TASK DIRECTIONS – Word for word, please restate the line containing "Exercise. Point out the apartment" and all the lines that follow it to the end of the data.

(Referring expression data)
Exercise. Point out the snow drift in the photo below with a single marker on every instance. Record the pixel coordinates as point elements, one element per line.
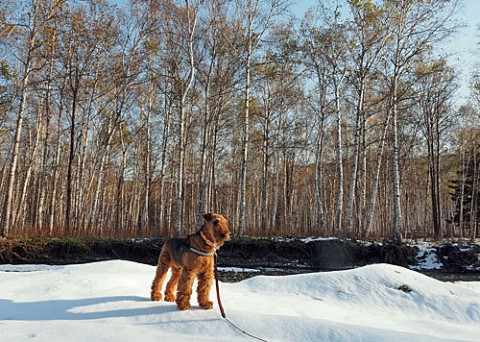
<point>109,301</point>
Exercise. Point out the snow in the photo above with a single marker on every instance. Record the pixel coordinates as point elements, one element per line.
<point>109,301</point>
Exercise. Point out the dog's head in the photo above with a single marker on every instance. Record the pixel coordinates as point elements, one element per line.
<point>216,227</point>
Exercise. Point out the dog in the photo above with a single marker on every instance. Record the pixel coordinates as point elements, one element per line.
<point>190,258</point>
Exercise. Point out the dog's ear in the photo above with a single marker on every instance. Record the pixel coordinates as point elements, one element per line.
<point>207,217</point>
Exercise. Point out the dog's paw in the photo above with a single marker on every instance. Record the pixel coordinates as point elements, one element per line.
<point>183,306</point>
<point>169,297</point>
<point>155,296</point>
<point>206,305</point>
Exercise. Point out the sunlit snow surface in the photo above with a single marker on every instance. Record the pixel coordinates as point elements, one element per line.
<point>109,301</point>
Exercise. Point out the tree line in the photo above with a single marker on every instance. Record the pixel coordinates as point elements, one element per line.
<point>134,120</point>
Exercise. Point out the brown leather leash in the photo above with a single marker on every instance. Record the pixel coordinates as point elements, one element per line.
<point>222,310</point>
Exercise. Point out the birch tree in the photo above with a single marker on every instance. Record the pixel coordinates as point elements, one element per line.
<point>414,26</point>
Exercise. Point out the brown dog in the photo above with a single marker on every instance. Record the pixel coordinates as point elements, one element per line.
<point>191,257</point>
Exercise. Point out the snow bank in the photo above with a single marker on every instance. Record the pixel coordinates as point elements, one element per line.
<point>108,301</point>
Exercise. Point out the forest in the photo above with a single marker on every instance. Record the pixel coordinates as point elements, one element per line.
<point>132,120</point>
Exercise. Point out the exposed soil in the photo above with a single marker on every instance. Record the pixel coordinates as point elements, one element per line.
<point>261,256</point>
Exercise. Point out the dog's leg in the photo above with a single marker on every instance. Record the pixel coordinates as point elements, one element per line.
<point>205,281</point>
<point>172,284</point>
<point>185,289</point>
<point>164,261</point>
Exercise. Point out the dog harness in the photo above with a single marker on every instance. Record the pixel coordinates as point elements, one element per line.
<point>208,242</point>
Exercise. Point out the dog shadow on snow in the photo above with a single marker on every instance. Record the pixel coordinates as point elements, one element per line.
<point>82,309</point>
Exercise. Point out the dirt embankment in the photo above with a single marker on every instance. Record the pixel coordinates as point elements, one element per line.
<point>269,256</point>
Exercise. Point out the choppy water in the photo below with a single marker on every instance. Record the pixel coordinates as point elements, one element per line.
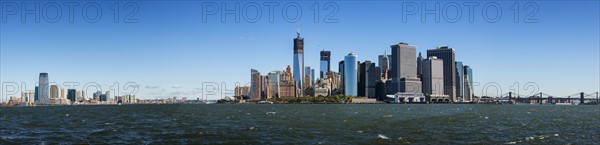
<point>302,124</point>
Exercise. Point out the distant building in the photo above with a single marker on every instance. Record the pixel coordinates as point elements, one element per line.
<point>255,85</point>
<point>307,77</point>
<point>43,89</point>
<point>367,79</point>
<point>433,76</point>
<point>404,69</point>
<point>468,85</point>
<point>448,56</point>
<point>242,91</point>
<point>325,65</point>
<point>72,95</point>
<point>460,81</point>
<point>350,75</point>
<point>287,87</point>
<point>299,61</point>
<point>274,77</point>
<point>342,78</point>
<point>54,93</point>
<point>384,64</point>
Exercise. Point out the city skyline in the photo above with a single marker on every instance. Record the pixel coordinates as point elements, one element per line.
<point>182,62</point>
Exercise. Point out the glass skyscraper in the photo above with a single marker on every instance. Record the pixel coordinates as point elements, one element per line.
<point>448,55</point>
<point>44,89</point>
<point>299,62</point>
<point>325,63</point>
<point>350,75</point>
<point>460,83</point>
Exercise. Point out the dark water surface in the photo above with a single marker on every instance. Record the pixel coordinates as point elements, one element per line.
<point>301,124</point>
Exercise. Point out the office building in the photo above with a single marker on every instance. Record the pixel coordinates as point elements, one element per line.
<point>43,89</point>
<point>448,56</point>
<point>433,76</point>
<point>299,62</point>
<point>384,64</point>
<point>255,85</point>
<point>72,95</point>
<point>404,69</point>
<point>342,77</point>
<point>274,77</point>
<point>468,79</point>
<point>325,64</point>
<point>368,75</point>
<point>460,81</point>
<point>350,75</point>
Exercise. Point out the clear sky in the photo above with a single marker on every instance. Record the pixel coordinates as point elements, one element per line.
<point>173,47</point>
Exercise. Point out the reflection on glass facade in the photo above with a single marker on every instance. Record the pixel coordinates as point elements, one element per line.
<point>350,75</point>
<point>460,83</point>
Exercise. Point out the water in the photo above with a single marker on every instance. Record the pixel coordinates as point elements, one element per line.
<point>301,124</point>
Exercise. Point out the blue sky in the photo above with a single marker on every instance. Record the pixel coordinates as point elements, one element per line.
<point>170,51</point>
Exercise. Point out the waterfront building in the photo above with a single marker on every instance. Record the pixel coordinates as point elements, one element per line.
<point>342,78</point>
<point>307,77</point>
<point>97,95</point>
<point>323,87</point>
<point>107,97</point>
<point>468,83</point>
<point>72,95</point>
<point>367,79</point>
<point>43,89</point>
<point>420,66</point>
<point>35,97</point>
<point>299,62</point>
<point>54,94</point>
<point>242,91</point>
<point>80,96</point>
<point>325,63</point>
<point>433,79</point>
<point>288,88</point>
<point>448,56</point>
<point>255,85</point>
<point>350,75</point>
<point>404,69</point>
<point>384,64</point>
<point>274,77</point>
<point>460,81</point>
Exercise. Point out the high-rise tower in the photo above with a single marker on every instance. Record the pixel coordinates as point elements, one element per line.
<point>299,61</point>
<point>448,56</point>
<point>350,75</point>
<point>44,89</point>
<point>325,63</point>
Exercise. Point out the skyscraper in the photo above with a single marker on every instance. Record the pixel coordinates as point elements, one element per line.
<point>404,61</point>
<point>307,76</point>
<point>342,77</point>
<point>350,75</point>
<point>274,77</point>
<point>43,89</point>
<point>460,83</point>
<point>325,63</point>
<point>420,65</point>
<point>433,76</point>
<point>448,56</point>
<point>72,95</point>
<point>299,62</point>
<point>468,85</point>
<point>384,64</point>
<point>369,74</point>
<point>255,85</point>
<point>404,69</point>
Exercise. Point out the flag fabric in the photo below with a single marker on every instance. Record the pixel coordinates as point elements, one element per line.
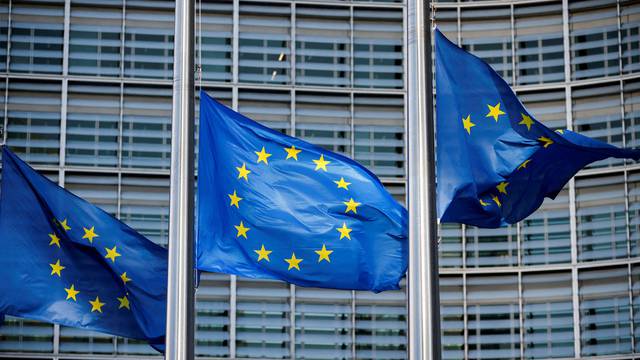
<point>495,162</point>
<point>276,207</point>
<point>67,262</point>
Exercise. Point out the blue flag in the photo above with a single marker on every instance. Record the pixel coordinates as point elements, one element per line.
<point>495,162</point>
<point>275,207</point>
<point>66,261</point>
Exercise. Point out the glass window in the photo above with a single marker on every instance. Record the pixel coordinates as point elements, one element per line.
<point>605,318</point>
<point>146,127</point>
<point>602,230</point>
<point>33,120</point>
<point>144,205</point>
<point>325,120</point>
<point>212,315</point>
<point>630,35</point>
<point>381,324</point>
<point>548,315</point>
<point>539,50</point>
<point>377,42</point>
<point>491,247</point>
<point>323,324</point>
<point>270,108</point>
<point>95,39</point>
<point>593,27</point>
<point>216,19</point>
<point>37,36</point>
<point>596,113</point>
<point>493,317</point>
<point>264,54</point>
<point>263,319</point>
<point>548,107</point>
<point>451,317</point>
<point>93,119</point>
<point>323,36</point>
<point>379,133</point>
<point>486,32</point>
<point>450,245</point>
<point>148,39</point>
<point>546,234</point>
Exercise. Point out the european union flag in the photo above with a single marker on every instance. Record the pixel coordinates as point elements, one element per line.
<point>66,261</point>
<point>276,207</point>
<point>495,162</point>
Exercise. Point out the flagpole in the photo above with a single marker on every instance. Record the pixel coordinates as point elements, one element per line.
<point>423,292</point>
<point>180,291</point>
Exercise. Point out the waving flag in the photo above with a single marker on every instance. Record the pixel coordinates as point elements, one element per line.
<point>276,207</point>
<point>495,162</point>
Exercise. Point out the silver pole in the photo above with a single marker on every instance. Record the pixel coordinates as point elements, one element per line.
<point>180,292</point>
<point>424,304</point>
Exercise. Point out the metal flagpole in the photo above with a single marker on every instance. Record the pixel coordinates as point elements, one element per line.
<point>424,302</point>
<point>180,291</point>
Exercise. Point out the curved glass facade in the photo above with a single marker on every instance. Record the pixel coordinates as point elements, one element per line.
<point>85,97</point>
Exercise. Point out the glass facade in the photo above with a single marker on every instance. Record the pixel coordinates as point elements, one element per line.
<point>85,97</point>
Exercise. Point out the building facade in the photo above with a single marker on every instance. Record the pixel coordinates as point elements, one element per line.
<point>85,88</point>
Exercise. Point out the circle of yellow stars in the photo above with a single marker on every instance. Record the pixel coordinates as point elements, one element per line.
<point>321,164</point>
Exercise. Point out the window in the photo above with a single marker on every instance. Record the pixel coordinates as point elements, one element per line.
<point>602,230</point>
<point>548,315</point>
<point>93,119</point>
<point>325,120</point>
<point>539,49</point>
<point>493,317</point>
<point>486,33</point>
<point>379,133</point>
<point>593,28</point>
<point>95,39</point>
<point>33,120</point>
<point>217,22</point>
<point>605,318</point>
<point>322,46</point>
<point>148,39</point>
<point>264,54</point>
<point>37,37</point>
<point>377,42</point>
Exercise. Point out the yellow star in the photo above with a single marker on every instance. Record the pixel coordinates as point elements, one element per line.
<point>124,302</point>
<point>111,254</point>
<point>321,163</point>
<point>524,164</point>
<point>496,200</point>
<point>351,206</point>
<point>71,293</point>
<point>293,262</point>
<point>494,111</point>
<point>235,199</point>
<point>243,172</point>
<point>124,277</point>
<point>467,124</point>
<point>96,305</point>
<point>242,231</point>
<point>263,156</point>
<point>546,141</point>
<point>342,184</point>
<point>64,225</point>
<point>89,234</point>
<point>526,120</point>
<point>263,253</point>
<point>323,254</point>
<point>57,268</point>
<point>54,240</point>
<point>344,231</point>
<point>292,152</point>
<point>502,187</point>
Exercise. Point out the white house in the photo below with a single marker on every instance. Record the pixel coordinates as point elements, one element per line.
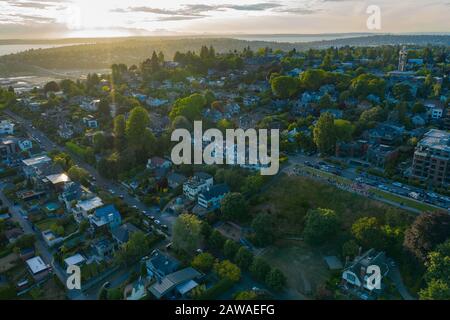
<point>435,109</point>
<point>91,106</point>
<point>198,183</point>
<point>25,145</point>
<point>6,127</point>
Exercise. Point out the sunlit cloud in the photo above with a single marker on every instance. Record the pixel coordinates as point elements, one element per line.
<point>67,17</point>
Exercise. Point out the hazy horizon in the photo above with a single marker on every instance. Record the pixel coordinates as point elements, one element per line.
<point>54,19</point>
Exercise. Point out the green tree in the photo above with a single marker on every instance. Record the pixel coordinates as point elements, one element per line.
<point>321,225</point>
<point>216,240</point>
<point>259,269</point>
<point>234,207</point>
<point>284,86</point>
<point>427,231</point>
<point>136,127</point>
<point>246,295</point>
<point>227,270</point>
<point>187,233</point>
<point>230,249</point>
<point>264,227</point>
<point>203,262</point>
<point>435,290</point>
<point>325,134</point>
<point>368,233</point>
<point>243,258</point>
<point>344,130</point>
<point>119,132</point>
<point>136,247</point>
<point>276,280</point>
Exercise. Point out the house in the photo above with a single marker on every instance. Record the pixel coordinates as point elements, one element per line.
<point>56,180</point>
<point>71,192</point>
<point>84,208</point>
<point>160,265</point>
<point>106,216</point>
<point>31,166</point>
<point>103,248</point>
<point>418,120</point>
<point>90,106</point>
<point>385,133</point>
<point>8,148</point>
<point>122,233</point>
<point>75,260</point>
<point>25,145</point>
<point>355,274</point>
<point>353,149</point>
<point>50,238</point>
<point>6,127</point>
<point>198,183</point>
<point>13,234</point>
<point>337,114</point>
<point>210,199</point>
<point>379,155</point>
<point>170,283</point>
<point>156,103</point>
<point>26,253</point>
<point>137,290</point>
<point>90,122</point>
<point>435,109</point>
<point>38,269</point>
<point>175,180</point>
<point>157,162</point>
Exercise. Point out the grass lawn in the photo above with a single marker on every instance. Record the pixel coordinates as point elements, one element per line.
<point>45,224</point>
<point>407,202</point>
<point>327,175</point>
<point>303,266</point>
<point>290,198</point>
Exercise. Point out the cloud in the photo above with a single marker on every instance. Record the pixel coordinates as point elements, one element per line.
<point>192,11</point>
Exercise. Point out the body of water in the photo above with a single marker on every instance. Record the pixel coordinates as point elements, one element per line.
<point>16,48</point>
<point>297,38</point>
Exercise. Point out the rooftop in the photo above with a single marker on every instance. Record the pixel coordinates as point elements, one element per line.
<point>436,139</point>
<point>90,204</point>
<point>37,265</point>
<point>36,160</point>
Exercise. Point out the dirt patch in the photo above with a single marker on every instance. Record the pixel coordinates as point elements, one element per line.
<point>8,262</point>
<point>303,266</point>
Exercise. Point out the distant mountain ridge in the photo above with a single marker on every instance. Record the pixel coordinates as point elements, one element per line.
<point>104,52</point>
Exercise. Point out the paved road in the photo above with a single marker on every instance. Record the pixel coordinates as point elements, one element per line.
<point>45,253</point>
<point>374,181</point>
<point>101,182</point>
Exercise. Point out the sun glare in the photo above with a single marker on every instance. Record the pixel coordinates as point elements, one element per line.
<point>89,15</point>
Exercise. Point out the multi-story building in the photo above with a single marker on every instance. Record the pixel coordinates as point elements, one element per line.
<point>432,158</point>
<point>198,183</point>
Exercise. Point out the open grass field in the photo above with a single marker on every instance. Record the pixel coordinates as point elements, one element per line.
<point>402,200</point>
<point>303,266</point>
<point>290,197</point>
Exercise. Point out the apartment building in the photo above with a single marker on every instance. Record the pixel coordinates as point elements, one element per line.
<point>432,158</point>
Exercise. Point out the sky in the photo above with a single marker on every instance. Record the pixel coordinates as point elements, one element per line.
<point>101,18</point>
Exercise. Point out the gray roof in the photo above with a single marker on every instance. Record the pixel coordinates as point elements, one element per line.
<point>172,280</point>
<point>162,263</point>
<point>215,191</point>
<point>123,232</point>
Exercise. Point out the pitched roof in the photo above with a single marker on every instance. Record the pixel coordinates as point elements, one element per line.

ANSWER SPACE –
Exercise. Point out the apartment building in the photo above with a single marker on every instance. Record the pixel coordinates as point elements, one element per line.
<point>432,158</point>
Exercise. Point out the sky in the photo above with a single marker on every instance. Record the pixel coordinates as point elements, one element per line.
<point>101,18</point>
Exercise. Point out the gray roof in the photo above with a single marker on every instance. Record the pixel coordinates as point elements, one element per line.
<point>172,280</point>
<point>162,263</point>
<point>215,191</point>
<point>123,232</point>
Exercise. Point out the pitched roof in the photo above with a single marker on every instance. Record the pixel coordinates as point elements, one element per line.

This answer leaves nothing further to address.